§ Consigna
Retoma el fragmento sobre Ted Hughes y su familia que aparece más abajo y continúalo a partir de su última oración.

Frieda se dedicó a la poesía y a la pintura. Ante la inminencia de la película sobre la vida de sus padres, en la que Gwyneth Paltrow interpretó a Sylvia, declaró que nunca iría a verla. “Mi papá era un padre sereno y amoroso, más templado y optimista que su volátil esposa”, dijo a la prensa. E insistió: “Mi papá no era un monstruo”.

En 2009, Nicholas se ahorcó en su casa de Alaska, después de años de depresión. Acababa de abandonar su trabajo como profesor. Era un ecologista, fanático de la pesca, como su papá, a quien su hermana describió así ante The times: “Más allá de las vicisitudes que la vida le arrojó, mi hermano mantenía una inocencia casi infantil y gran entusiasmo por cada nuevo proyecto o plan”.

Ted le había escrito una carta a sus veinticuatro, en la que le habla del sufriente niño interior que todos llevamos dentro, diciendo: “Todo el mundo trata de proteger a este chico vulnerable interior de dos, tres, cuatro, cinco, seis, siete ocho años, y de hacerse de herramientas y aptitudes para lidiar con las situaciones que amenazan con abrumarlo. Así que todos desarrollan una armadura completa, un yo secundario, el ser artificialmente construido que negocia con el mundo exterior y las circunstancias. (…) Ese chico es lo único real. El que no puede entender por qué nació y que sabe que deberá morir, no importa cuán poblado esté el lugar, en soledad. Él es el portador de todas las cualidades vitales. El centro de toda la magia y la revelación posibles. Lo que no sale de esa criatura no merece ser tenido, o merece ser tenido sólo como herramienta –para que esa criatura lo use y lo dote de sentido”. Pero en esa carta también le diría: “El único momento en el que las personas se sienten más vivas es cuando están sufriendo”. Para despedirse, agrega: “La única cosa de la que las personas se lamentan es de no haber vivido con la suficiente audacia, de no haber invertido suficiente corazón, no haber amado lo suficiente. Ninguna otra cosa importa realmente”.

En 2010 se dio a conocer un poema inédito de Hughes sobre el suicidio de Sylvia: fue Carol quien puso a disposición el borrador, lleno de enmiendas y cruzado por una gran tachadura general: una equis que pretende anularlo todo, desparramado con tinta negra sobre renglones azules. El extenso poema, de 150 líneas, no fue incluido en Cartas de cumpleaños: ese parecía ser su destino natural. Ahí, todas las cartas escritas durante más de veinticinco años, salvo dos, están dirigidas a ella. ¿Por qué se reservó Hughes este poema desesperado de despedida, su última palabra sobre la muerte de Sylvia?

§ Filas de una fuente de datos
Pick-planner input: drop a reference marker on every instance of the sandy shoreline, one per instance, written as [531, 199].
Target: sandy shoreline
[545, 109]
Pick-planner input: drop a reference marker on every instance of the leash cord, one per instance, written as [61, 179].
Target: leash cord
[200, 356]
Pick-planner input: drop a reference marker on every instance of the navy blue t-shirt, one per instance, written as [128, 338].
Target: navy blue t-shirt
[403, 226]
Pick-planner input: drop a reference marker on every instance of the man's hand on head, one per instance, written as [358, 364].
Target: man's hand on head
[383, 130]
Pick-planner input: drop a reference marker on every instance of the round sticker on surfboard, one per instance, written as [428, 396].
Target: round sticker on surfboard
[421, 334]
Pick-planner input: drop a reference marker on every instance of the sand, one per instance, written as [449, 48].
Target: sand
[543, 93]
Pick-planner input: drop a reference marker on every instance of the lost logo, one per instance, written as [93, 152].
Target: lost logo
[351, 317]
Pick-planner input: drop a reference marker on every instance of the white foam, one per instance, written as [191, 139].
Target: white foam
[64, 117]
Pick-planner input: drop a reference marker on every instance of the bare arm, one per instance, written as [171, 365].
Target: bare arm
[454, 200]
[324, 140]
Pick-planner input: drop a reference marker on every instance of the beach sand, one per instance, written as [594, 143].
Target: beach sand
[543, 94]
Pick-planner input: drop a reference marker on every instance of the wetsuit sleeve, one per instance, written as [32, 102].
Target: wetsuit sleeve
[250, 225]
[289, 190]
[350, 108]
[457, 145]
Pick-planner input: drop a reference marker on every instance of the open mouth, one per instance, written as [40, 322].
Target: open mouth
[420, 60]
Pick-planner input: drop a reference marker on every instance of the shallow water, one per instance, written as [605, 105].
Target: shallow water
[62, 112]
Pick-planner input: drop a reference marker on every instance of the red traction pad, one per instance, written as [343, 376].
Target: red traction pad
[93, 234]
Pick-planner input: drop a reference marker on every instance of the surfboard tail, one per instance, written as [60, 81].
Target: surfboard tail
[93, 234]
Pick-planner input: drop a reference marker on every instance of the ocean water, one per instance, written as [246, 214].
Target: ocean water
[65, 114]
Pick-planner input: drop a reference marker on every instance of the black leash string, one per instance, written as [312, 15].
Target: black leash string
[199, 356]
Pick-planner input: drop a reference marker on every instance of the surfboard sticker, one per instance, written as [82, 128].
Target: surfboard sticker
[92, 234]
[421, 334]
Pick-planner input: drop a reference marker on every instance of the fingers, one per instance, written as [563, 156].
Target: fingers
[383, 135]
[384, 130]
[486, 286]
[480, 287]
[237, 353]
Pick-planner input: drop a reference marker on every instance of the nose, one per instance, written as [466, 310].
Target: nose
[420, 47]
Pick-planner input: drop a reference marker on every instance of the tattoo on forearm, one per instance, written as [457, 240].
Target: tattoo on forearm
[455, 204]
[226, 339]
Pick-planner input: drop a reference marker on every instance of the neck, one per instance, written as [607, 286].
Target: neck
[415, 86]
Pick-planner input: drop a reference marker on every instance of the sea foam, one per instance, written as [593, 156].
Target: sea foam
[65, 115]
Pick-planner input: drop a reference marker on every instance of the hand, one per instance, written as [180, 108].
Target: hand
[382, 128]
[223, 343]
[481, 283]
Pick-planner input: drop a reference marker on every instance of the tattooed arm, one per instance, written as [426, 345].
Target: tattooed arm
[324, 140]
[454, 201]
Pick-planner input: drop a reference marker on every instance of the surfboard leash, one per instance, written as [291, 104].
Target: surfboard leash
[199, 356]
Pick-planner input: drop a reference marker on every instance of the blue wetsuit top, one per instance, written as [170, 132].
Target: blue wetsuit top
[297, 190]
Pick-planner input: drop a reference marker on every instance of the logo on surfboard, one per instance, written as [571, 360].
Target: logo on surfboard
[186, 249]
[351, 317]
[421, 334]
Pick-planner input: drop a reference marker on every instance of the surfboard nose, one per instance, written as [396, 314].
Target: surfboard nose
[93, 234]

§ Resultado
Lo que ocurrió esa noche, dentro de tus horas,

es tan desconocido como si no hubiese ocurrido nunca.

Qué acumulación de toda tu vida,

como en un esfuerzo inconsciente, como el nacimiento

empujando a través de la membrana de cada segundo lento

hacia el siguiente, ocurrió

solo como si no pudiese ocurrir

como si no estuviese ocurriendo.

“Desventurado, pequeño, horrible. Una pequeña nada”, el cuervo, el pájaro más inteligente, con el cerebro más grande de todas las aves, extrañamente impresionante, central en muchas mitologías, destinado a cruzar el mundo una y otra vez con su ominoso traje negro, como una gran confusión movediza, viviendo en cada pedazo de la tierra. “El cuervo es todo hombre que no puede reconocer que todo lo que más odia y teme está dentro de él”, dijo Keith Sagar.

“Goethe llamó a su obra una gran confesión, ¿no? Mirando su trabajo en sentido amplio, uno podría decir lo mismo de Shakespeare: un autoexamen y una autoacusación totales, una confesión total –muy desnuda, pienso, cuando uno la mira. Quizás sea lo mismo con cualquier escrito que tenga vida poética real. Quizás toda la poesía, en tanto nos conmociona y nos conecta con nosotros, es la revelación de algo que el escritor no quiere en realidad decir pero necesita desesperadamente comunicar, entregar. (…) El misterio real es esta extraña necesidad. ¿Por qué no podemos esconderlo y callarnos la boca? ¿Por qué tenemos que parlotear? ¿Por qué los seres humanos necesitamos confesar? Quizás si uno no tiene esa secreta confesión que hacer, no tiene un poema –no tiene ni siquiera una historia. No tiene un escritor. Si la mayoría de la poesía no parece ser en ningún sentido confesional, será porque la estrategia de lo oblicuo, del ocultamiento, puede ser tan compulsiva que resulta casi enteramente exitosa”, respondería, como si improvisando un arte poética, para The Paris review.